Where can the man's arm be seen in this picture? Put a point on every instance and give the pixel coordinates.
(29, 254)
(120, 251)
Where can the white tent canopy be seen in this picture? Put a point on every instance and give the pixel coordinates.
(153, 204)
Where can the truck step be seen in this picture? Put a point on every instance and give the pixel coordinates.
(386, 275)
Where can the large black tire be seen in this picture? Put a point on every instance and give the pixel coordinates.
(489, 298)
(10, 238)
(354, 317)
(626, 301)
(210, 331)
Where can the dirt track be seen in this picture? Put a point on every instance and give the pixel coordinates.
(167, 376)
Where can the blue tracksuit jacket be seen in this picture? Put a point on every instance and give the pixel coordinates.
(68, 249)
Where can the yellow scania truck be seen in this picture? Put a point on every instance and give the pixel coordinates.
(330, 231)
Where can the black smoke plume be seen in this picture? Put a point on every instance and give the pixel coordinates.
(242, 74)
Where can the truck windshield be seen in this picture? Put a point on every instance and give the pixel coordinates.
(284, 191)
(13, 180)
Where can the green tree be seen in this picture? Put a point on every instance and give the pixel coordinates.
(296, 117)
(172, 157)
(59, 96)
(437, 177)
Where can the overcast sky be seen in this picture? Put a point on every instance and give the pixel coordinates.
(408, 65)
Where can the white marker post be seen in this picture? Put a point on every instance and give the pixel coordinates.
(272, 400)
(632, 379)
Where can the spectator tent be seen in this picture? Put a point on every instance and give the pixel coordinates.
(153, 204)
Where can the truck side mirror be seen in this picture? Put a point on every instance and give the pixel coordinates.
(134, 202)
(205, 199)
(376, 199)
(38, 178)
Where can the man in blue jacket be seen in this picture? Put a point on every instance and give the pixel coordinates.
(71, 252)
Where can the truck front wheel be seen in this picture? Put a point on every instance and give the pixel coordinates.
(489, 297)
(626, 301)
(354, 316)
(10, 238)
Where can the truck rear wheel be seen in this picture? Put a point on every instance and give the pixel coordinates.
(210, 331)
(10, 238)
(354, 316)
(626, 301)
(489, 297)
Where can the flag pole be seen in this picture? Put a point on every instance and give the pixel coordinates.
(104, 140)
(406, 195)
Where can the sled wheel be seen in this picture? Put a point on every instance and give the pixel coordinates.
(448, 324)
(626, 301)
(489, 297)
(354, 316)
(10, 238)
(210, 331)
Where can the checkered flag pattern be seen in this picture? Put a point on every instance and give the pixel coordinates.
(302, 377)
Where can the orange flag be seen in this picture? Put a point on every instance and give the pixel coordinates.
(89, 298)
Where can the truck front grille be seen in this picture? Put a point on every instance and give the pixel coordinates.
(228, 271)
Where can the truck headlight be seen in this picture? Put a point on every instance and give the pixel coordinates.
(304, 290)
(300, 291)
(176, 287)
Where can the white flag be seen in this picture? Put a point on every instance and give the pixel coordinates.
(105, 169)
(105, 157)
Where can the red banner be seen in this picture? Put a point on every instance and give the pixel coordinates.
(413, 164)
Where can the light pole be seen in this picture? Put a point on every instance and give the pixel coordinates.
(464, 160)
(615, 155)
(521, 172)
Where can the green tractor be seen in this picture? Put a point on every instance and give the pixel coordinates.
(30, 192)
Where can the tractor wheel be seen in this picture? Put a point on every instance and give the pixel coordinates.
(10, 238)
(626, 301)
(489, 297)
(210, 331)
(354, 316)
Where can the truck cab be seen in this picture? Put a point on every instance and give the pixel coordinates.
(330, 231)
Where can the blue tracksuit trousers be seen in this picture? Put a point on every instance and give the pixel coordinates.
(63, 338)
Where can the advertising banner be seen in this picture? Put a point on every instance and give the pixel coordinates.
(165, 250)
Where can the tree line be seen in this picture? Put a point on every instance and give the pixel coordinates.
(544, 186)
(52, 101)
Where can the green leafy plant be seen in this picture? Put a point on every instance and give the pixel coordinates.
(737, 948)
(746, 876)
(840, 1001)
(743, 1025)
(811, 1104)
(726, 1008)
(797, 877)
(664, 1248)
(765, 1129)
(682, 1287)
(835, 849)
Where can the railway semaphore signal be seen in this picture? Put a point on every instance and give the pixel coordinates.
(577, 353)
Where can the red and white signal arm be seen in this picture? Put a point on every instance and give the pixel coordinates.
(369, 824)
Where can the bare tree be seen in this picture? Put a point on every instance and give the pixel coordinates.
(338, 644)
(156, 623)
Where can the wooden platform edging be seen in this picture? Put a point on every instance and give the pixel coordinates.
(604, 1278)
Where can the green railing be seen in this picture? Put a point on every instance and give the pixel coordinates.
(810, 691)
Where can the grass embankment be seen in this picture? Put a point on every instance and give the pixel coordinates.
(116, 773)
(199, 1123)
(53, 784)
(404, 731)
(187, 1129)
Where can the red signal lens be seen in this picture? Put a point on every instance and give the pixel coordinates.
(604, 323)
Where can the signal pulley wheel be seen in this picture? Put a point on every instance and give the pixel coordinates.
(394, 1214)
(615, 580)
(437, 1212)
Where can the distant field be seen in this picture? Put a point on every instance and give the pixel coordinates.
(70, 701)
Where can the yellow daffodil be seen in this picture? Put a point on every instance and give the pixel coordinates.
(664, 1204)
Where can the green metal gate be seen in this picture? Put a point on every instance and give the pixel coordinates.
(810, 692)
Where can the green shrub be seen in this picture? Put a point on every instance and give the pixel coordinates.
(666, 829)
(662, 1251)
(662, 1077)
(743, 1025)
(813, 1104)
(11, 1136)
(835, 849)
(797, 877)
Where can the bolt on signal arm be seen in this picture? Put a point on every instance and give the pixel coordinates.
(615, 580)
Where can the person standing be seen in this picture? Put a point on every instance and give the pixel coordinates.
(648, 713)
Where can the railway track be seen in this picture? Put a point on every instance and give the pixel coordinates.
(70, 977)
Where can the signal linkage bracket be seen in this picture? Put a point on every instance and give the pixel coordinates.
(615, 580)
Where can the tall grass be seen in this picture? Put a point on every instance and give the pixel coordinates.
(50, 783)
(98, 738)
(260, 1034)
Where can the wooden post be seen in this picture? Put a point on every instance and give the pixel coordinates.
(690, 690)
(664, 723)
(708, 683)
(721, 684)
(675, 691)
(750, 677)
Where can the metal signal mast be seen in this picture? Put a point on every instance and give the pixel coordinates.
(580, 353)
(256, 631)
++++
Exactly as they appear, restate all of the entries.

Answer section
Where can the man's arm be seen in this picture? Put a point on every instance and give the pixel coordinates.
(29, 254)
(120, 251)
Where can the white tent canopy be seen in this picture? Put a point on every instance and give the pixel coordinates.
(153, 204)
Where can the truck step be seen in this picture? Put a point on every instance and give the pixel coordinates.
(386, 275)
Where can the large black tire be seen in this picture? Put a point on every instance and give the pixel coordinates.
(489, 298)
(10, 238)
(354, 317)
(626, 301)
(210, 331)
Where can the dirt track be seen in this picture? Put a point on every instance and give the pixel coordinates.
(167, 376)
Where can the blue tracksuit jacket be seen in this picture? Put a point on every instance and give the pixel coordinates.
(68, 249)
Where can the yellow scania truck be seen in this picture? Put a point on every instance and give the pixel coordinates.
(330, 231)
Where can the black smoke plume be seen in this picture? Put a point on every instance and give the pixel coordinates.
(242, 74)
Where can the truck windshield be seen in this picture? Put a point on every instance and give the pixel coordinates.
(284, 191)
(13, 180)
Where can the green tree be seen in this picture? Put a point on every instance and give the pixel coordinates.
(296, 117)
(172, 157)
(59, 96)
(437, 177)
Where can the overcast sky be seen in this picture? Put a point on every instance and give the pixel coordinates.
(408, 65)
Where can the white marker post be seen in this picture? Put a point on every instance and give the pixel coordinates.
(272, 400)
(632, 379)
Where can the spectator tent be seen in this picture? Put a point on every instance and give the pixel coordinates.
(153, 204)
Where can the truck side mirror be seen in this picture? Put a point on every instance and give the pixel coordinates.
(134, 202)
(205, 199)
(376, 199)
(38, 178)
Where can the man in blue jacket be seen in this picture? Put a point on every instance and give the pixel coordinates.
(71, 252)
Where can the truck front wheel be seen in this picture? Put a point on every instance and give the pixel coordinates.
(489, 297)
(626, 301)
(354, 316)
(10, 238)
Where can the truck rear wheel be seen in this picture? Put a point on every instance and give the pixel coordinates.
(210, 331)
(10, 238)
(354, 316)
(626, 301)
(489, 297)
Where can the flag pole be seen in this picture? Put a point on every instance and give the pixel coordinates.
(104, 140)
(406, 195)
Where can the sled wheel be seen in this picture? Put a point on every instance and give the pixel coordinates.
(448, 324)
(626, 301)
(489, 297)
(354, 316)
(10, 238)
(210, 331)
Where can the checkered flag pattern be seen in this picture? Put a point on every instance and give the pixel coordinates.
(302, 377)
Where can the orange flag be seen in this picture? Put a point on every instance and give the pixel coordinates.
(89, 298)
Where can the truck front grille be seen in this picture? Put a point on every instance and give the pixel coordinates.
(228, 271)
Where can the truck headlight be seen in this picture? Put a point on every instance and give the pixel coordinates.
(304, 290)
(300, 291)
(176, 287)
Where can the white flag be seen in this picture? Put a point on every instance and give the pixel coordinates.
(105, 169)
(105, 157)
Where can the red banner be seen in this picture? Put a point on every instance and give the pixel coordinates.
(413, 164)
Where can the light pole be seen in this picture? Put a point on every instance and give the pixel coordinates.
(464, 160)
(615, 155)
(521, 172)
Where can the green tractor be seen in this picture? Put a point on every instance and give the pixel coordinates.
(30, 192)
Where can the tractor wheel be seen in this picture? Put a point on every instance and give the pixel coordinates.
(10, 238)
(626, 301)
(489, 297)
(210, 331)
(354, 316)
Where can the truck cab be seen in this picture? Put a point on every instance and give the pixel coordinates.
(330, 231)
Where can the blue tracksuit trousers be seen in this picture? Put a point on every instance and give the pixel coordinates.
(63, 338)
Where can the advertising banner be seen in this picture? Put a point on every instance and give the pixel coordinates.
(165, 250)
Where can the tree line be seen in this picture? Put a point on every instance and give the pixel coordinates.
(544, 186)
(52, 101)
Where can the green leafy plant be seen in this picture? Put a point on every instance and give the pixel coordinates.
(737, 948)
(746, 876)
(840, 1001)
(743, 1025)
(811, 1104)
(726, 1008)
(797, 877)
(664, 1248)
(765, 1129)
(682, 1287)
(835, 849)
Where can the railway semaphore signal be seen in this picture? Put a point on every instance and give the pixel coordinates.
(577, 353)
Where can the red and white signal arm be seen in this picture? Put a point on every instance and give the pixel coordinates.
(369, 824)
Where can the bare tree be seen in this picture? Put a point on every instance and give the pixel coordinates.
(338, 644)
(156, 623)
Where can the wooden platform edging be seen in this picture? Put a point on every instance and give the pixel coordinates.
(604, 1278)
Where can the green railing be seen in this picture? Put a point on every instance and give the pixel coordinates.
(810, 691)
Where can the grass embankment be seen in this picture? Put a point on every instance and give the pixel coordinates.
(116, 773)
(199, 1123)
(53, 784)
(404, 731)
(187, 1129)
Where can the red signal lens be seen in this picture? Put a point on every instance and give the pixel coordinates.
(604, 323)
Where can the signal pulley wheel be seen in this picture? Put a point on every instance and give the pixel coordinates.
(394, 1214)
(615, 580)
(437, 1212)
Where can the distant field be seen in this picture? Put a point on every instance and give the pixel coordinates.
(70, 701)
Where can the yellow daffodil be seen in this picture? Put a point on every instance and give the pixel coordinates.
(664, 1204)
Where can the green metal gate be seen in this picture? Put a point on every instance and give the pixel coordinates.
(810, 692)
Where can the green shrub be seen in this picture? Put a point on every instance and give the pixel coordinates.
(666, 829)
(662, 1251)
(662, 1077)
(743, 1025)
(813, 1104)
(11, 1136)
(835, 849)
(797, 877)
Where can the bolt on signal arm be seen in this picture? Put a point on every instance and give the pixel coordinates.
(615, 580)
Where can the person standing be seen in this picture? Put a point on every instance and give the pixel coordinates.
(648, 713)
Where can the railway track be seen in this picture? Put a point on every instance and give the pixel coordinates.
(70, 977)
Where can the signal linkage bracket be seen in this picture? Put a point on every instance and give the pixel coordinates.
(615, 580)
Where can the tall grass be seen in this picture? Put a point on every instance and give the pixel coordinates.
(50, 783)
(98, 738)
(260, 1034)
Where can the wooden post be seen in this picture? Put a point on every instance and give the pixel coordinates.
(690, 690)
(664, 723)
(708, 683)
(721, 684)
(675, 691)
(750, 677)
Where can the metal signal mast be seen in this picture? Put a point on every instance and give the pixel coordinates.
(580, 353)
(256, 631)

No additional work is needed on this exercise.